## DATA RECORDS
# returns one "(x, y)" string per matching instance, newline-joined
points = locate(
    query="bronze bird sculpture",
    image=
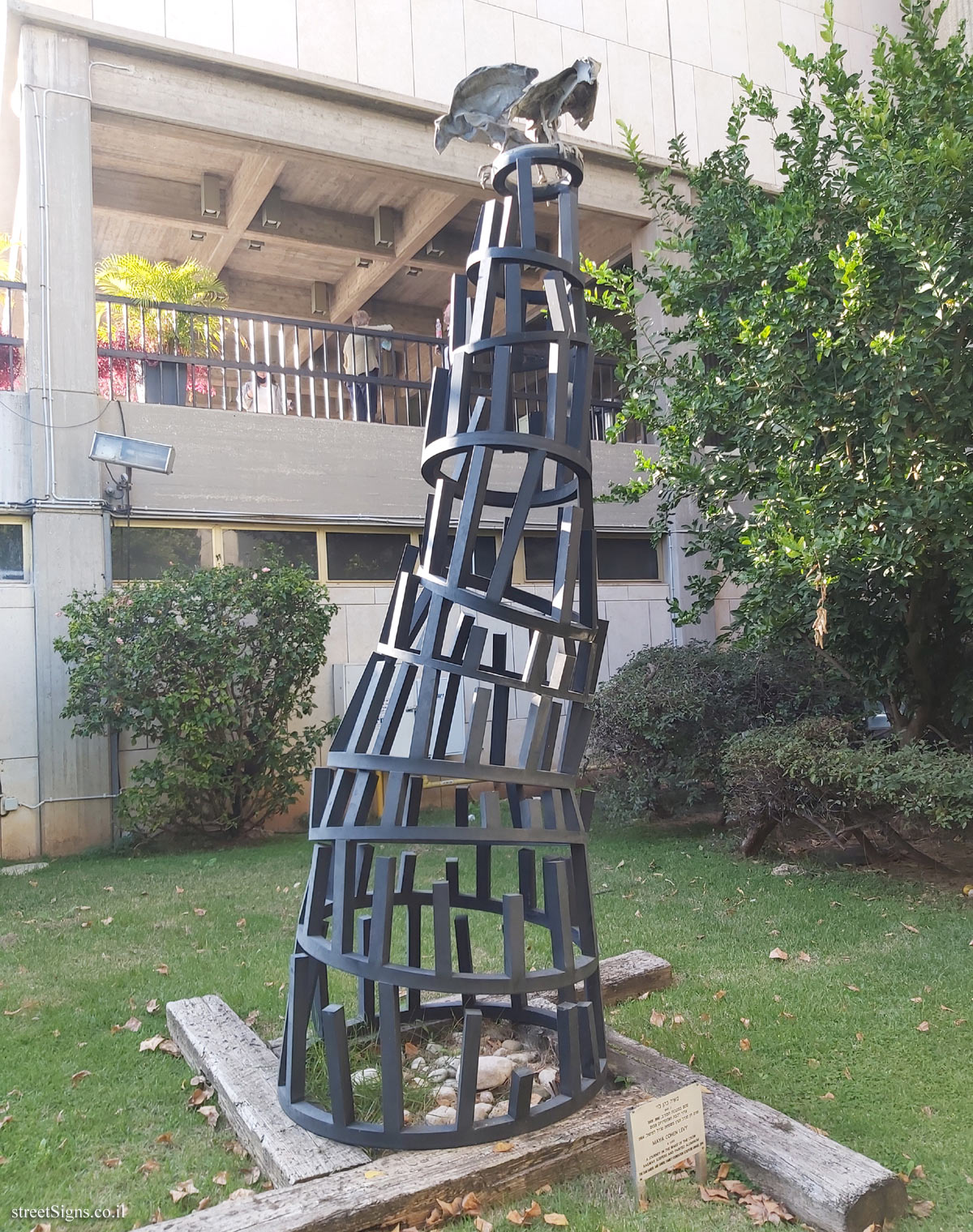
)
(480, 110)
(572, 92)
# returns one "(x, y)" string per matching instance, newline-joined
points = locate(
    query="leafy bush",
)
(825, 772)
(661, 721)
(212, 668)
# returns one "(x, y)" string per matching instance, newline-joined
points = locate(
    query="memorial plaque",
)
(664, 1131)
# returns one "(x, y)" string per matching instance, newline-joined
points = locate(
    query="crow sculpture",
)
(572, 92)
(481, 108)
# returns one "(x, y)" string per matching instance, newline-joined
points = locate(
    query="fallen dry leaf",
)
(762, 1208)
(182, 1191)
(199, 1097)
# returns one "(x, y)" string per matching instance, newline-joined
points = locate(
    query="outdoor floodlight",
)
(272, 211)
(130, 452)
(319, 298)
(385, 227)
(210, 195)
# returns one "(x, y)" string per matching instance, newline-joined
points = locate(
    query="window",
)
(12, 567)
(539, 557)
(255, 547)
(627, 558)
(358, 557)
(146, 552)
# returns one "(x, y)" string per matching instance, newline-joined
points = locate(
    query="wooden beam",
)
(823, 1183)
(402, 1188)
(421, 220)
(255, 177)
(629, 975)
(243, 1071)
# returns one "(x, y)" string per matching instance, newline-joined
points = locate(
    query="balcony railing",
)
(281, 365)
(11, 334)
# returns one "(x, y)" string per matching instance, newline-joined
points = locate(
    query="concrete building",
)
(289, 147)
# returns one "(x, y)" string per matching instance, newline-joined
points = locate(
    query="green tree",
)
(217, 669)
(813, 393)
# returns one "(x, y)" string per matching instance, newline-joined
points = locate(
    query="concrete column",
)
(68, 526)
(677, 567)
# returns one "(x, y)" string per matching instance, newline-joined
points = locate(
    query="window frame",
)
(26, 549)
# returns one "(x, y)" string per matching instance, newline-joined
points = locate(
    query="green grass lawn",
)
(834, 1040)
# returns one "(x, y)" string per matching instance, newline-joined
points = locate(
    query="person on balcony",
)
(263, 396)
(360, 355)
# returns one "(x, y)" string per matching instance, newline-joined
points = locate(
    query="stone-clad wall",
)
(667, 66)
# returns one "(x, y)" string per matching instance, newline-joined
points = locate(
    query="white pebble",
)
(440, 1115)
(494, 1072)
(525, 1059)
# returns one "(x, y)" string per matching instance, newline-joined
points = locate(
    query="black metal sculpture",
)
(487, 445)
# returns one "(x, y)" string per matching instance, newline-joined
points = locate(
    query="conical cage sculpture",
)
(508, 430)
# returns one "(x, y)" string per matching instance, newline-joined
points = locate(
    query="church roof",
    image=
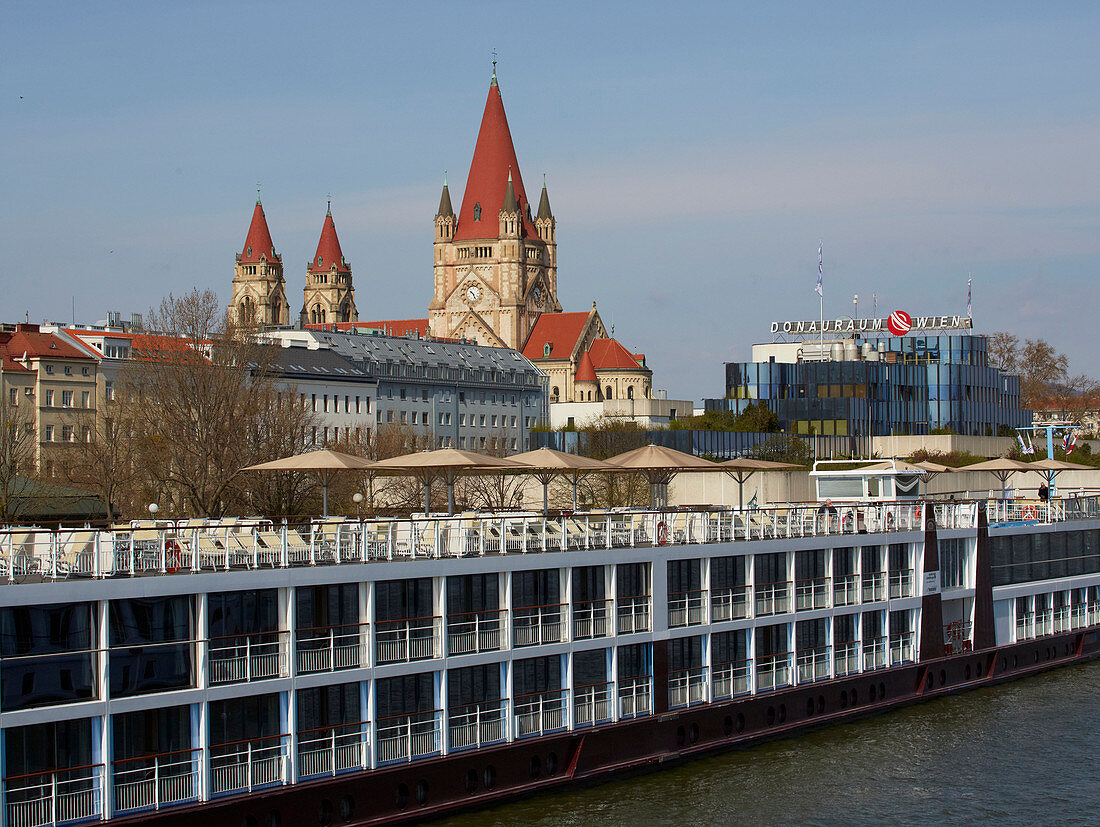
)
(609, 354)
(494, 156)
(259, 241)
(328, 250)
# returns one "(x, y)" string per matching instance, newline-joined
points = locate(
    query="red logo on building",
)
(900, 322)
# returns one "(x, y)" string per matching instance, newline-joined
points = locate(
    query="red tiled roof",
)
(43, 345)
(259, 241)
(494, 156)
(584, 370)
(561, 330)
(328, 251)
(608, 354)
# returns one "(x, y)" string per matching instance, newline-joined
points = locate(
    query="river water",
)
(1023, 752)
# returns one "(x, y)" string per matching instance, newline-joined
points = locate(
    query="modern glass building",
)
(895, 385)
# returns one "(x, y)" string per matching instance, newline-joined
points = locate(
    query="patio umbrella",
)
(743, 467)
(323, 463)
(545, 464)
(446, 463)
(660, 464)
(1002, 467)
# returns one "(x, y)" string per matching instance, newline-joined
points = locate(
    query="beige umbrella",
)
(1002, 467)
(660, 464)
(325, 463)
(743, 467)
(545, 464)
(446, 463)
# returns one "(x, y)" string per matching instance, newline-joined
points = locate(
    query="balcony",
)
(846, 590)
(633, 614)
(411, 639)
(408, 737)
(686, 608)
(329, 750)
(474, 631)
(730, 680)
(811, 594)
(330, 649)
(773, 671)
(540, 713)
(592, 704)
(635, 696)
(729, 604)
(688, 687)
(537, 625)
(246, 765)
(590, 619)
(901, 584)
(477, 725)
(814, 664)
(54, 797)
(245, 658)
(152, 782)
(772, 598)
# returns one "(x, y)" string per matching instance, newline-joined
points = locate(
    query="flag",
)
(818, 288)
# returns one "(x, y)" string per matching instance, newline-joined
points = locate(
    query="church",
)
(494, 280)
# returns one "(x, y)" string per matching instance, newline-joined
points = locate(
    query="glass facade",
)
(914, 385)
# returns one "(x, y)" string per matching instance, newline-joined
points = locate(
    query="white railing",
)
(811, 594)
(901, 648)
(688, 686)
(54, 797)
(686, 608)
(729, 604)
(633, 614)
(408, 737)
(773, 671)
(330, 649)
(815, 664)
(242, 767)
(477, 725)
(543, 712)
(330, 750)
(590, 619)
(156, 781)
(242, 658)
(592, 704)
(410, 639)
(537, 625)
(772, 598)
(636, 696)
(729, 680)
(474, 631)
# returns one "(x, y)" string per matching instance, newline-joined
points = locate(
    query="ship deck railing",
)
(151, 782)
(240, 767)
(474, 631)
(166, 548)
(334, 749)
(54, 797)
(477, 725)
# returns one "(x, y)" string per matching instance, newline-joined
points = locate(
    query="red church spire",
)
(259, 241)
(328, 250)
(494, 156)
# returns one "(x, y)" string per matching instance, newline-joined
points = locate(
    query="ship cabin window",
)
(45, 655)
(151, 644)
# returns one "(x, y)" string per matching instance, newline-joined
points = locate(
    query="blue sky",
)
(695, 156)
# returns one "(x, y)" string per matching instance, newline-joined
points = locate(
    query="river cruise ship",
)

## PROBLEM REQUIREMENTS
Skip the images and write out the rest of the listing exactly.

## SOLUTION BELOW
# returns one "(x, y)" string per matching instance, newline-joined
points = locate(
    query="bronze bird sculpture",
    image=
)
(480, 110)
(572, 92)
# returns one "(x, y)" string per matching instance, newline-joined
points = locate(
    query="leafy bush",
)
(825, 772)
(661, 721)
(212, 668)
# returns one "(x, y)" string per matching instance, newline-joined
points = locate(
    query="memorial plaque",
)
(664, 1131)
# returns one "(x, y)" string per matching instance, newline-joined
points = locate(
    query="crow sculpture",
)
(572, 92)
(481, 108)
# returns one "(x, y)" string per matching instance, newline-joined
points = locate(
    query="fallen dry leaf",
)
(762, 1208)
(182, 1191)
(199, 1097)
# returns one "(x, y)" string per matching instance, newline-joined
points = locate(
    query="outdoor floodlight",
)
(272, 211)
(130, 452)
(319, 298)
(385, 227)
(210, 195)
# returns one "(x, y)" string per matching instance, newline-joined
points = locate(
    query="window",
)
(12, 567)
(539, 557)
(255, 547)
(627, 558)
(358, 557)
(146, 552)
# returns one "(x, y)" string per matching instance, newline-joined
points = locate(
    query="wooden beam",
)
(823, 1183)
(402, 1188)
(421, 220)
(255, 177)
(629, 975)
(243, 1071)
# returns one "(x, y)" string per matching instance, newline-joined
points = locate(
    query="balcony railing",
)
(281, 365)
(11, 334)
# returns one "(x, y)" string per matching instance, newline-joined
points = locate(
    query="concrete building",
)
(289, 147)
# returns one "(x, y)" string per matching instance, newline-joined
points = locate(
    query="green tree",
)
(217, 669)
(813, 393)
# returns one "(x, y)" string per matching instance, newline-joined
points = locate(
    query="concrete column",
)
(68, 526)
(677, 567)
# returns one "(x, y)" string per matching instance, newline-joined
points = locate(
    query="window frame",
)
(26, 549)
# returns one "(x, y)" string per matching instance, newline-joined
points = locate(
    query="green grass lawn",
)
(834, 1040)
# returns one "(x, y)" string per matching instance, newline-joined
points = locate(
    query="person on balcony",
)
(263, 396)
(360, 355)
# returns one "(x, y)" string per matching instance, newline-joined
points = locate(
    query="stone-clad wall",
)
(667, 66)
# returns one "(x, y)" string per matching instance, newline-joined
points = locate(
    query="white pebble",
)
(440, 1115)
(494, 1072)
(525, 1059)
# returns one "(x, y)" string per matching instance, newline-joined
points = locate(
    query="black metal sculpture",
)
(487, 445)
# returns one "(x, y)" string per matching instance, newline-joined
points = locate(
    query="conical cage sculpture",
)
(508, 430)
# returns one "(x, y)" string per matching instance, newline-joined
points = locate(
    query="church roof",
    image=
)
(609, 354)
(494, 156)
(259, 241)
(328, 250)
# returns one "(x, y)" string per matching instance, newline-joined
points = locate(
    query="red logo on building",
)
(900, 322)
# returns one "(x, y)" string per matching instance, newline-joined
points = locate(
    query="red tiled roof",
)
(43, 345)
(259, 241)
(494, 156)
(584, 370)
(561, 330)
(328, 251)
(608, 354)
# returns one "(x, y)" string per matching instance, newline-joined
points = locate(
    query="river water",
)
(1023, 752)
# returns one "(x, y)" string per matching instance, newline-joined
points = locate(
    query="modern glass building",
)
(895, 385)
# returns one "(x, y)" string per matching instance, newline-joined
points = locate(
    query="patio umbrella",
)
(743, 467)
(323, 463)
(545, 464)
(446, 463)
(660, 464)
(1002, 467)
# returns one "(x, y)" string per matching instance, newline-joined
points = locate(
    query="beige umbrella",
)
(1002, 467)
(660, 464)
(325, 463)
(743, 467)
(545, 464)
(446, 463)
# returns one "(x, y)" string per matching instance, newline-joined
points = locate(
    query="balcony",
)
(846, 590)
(633, 614)
(411, 639)
(408, 737)
(686, 608)
(329, 750)
(474, 631)
(730, 680)
(811, 594)
(330, 649)
(773, 671)
(540, 713)
(592, 704)
(635, 696)
(729, 604)
(688, 687)
(537, 625)
(246, 765)
(590, 619)
(901, 584)
(477, 725)
(814, 664)
(54, 797)
(245, 658)
(152, 782)
(772, 598)
# returns one "(x, y)" string per matching instance, newline-joined
points = locate(
    query="flag",
)
(818, 288)
# returns one "(x, y)" string per matching instance, newline-joined
points = locate(
    query="church",
)
(494, 280)
# returns one "(x, y)" string per matching instance, newline-joined
points = locate(
    query="glass facade",
)
(914, 385)
# returns one "(x, y)" string per matching instance, newline-joined
points = locate(
    query="white railing",
)
(811, 594)
(901, 648)
(688, 686)
(54, 797)
(686, 608)
(729, 604)
(633, 614)
(408, 737)
(773, 671)
(330, 649)
(815, 664)
(242, 767)
(477, 725)
(543, 712)
(330, 750)
(590, 619)
(156, 781)
(242, 658)
(592, 704)
(410, 639)
(537, 625)
(772, 598)
(636, 696)
(729, 680)
(474, 631)
# returns one "(x, y)" string per matching instance, newline-joined
points = locate(
    query="ship deck railing",
)
(151, 782)
(240, 767)
(474, 631)
(166, 548)
(334, 749)
(54, 797)
(477, 725)
# returns one "(x, y)" string per matching instance, newline-joined
points = locate(
    query="red church spire",
)
(259, 241)
(328, 250)
(494, 156)
# returns one "(x, y)" string per matching instance, newline-joined
points = locate(
    query="ship cabin window",
)
(45, 655)
(151, 644)
# returns one "(x, y)" string per matching instance, newline-joined
points = locate(
    query="blue sky",
)
(695, 156)
# returns one "(x, y)" string per matching instance, newline-joined
points = locate(
    query="river cruise ship",
)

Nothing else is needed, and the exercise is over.